Data items
________________________________________
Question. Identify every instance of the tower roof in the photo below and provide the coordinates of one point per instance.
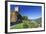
(17, 8)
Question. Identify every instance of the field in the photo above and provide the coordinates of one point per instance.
(26, 24)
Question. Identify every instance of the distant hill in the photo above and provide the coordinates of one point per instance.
(39, 20)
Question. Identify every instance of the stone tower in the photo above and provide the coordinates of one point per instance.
(14, 14)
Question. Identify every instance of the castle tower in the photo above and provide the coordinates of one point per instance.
(14, 14)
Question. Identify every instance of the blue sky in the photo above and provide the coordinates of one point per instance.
(33, 12)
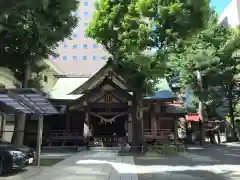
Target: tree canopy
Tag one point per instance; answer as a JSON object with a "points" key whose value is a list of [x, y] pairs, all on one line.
{"points": [[31, 31], [139, 34]]}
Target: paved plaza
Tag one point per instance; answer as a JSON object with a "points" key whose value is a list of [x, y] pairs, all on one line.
{"points": [[106, 165], [220, 162]]}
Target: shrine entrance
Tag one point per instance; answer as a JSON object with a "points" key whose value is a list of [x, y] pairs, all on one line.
________________________________________
■ Stated task ■
Write out the full listing verbatim, excluding its pictures.

■ Problem solution ■
Question. Identify every instance of the tower roof in the photo below and provide the coordinates of one point per instance.
(17, 8)
Question. Identify every instance of the field in the photo above and provide the coordinates of one point per instance.
(26, 24)
Question. Identify every instance of the distant hill in the photo above and provide the coordinates of one point per instance.
(39, 20)
Question. Identify every instance of the stone tower in the photo above and provide the coordinates of one point per instance.
(14, 14)
Question. Identify every instance of the castle tower in the photo above and provide the coordinates of one point per instance.
(14, 14)
Question. Identify every instance of the blue sky in the photo above and provide the coordinates of one point per instance.
(33, 12)
Target: tree canopy
Tag one point per instance; answer as a JSON object with a "points" key whose value is a list of [x, y] pairs, all on one line.
{"points": [[31, 31], [139, 34]]}
Target: paved plaza
Tag one point per instance; answer as a JSON object with a "points" key whose value is a list of [x, y] pairs, all on one line.
{"points": [[106, 165], [220, 162]]}
Target: shrine entrance
Tag one point per instance; answer as a JSON object with a "points" key whose value is a list of [x, y] pairs, all on one line.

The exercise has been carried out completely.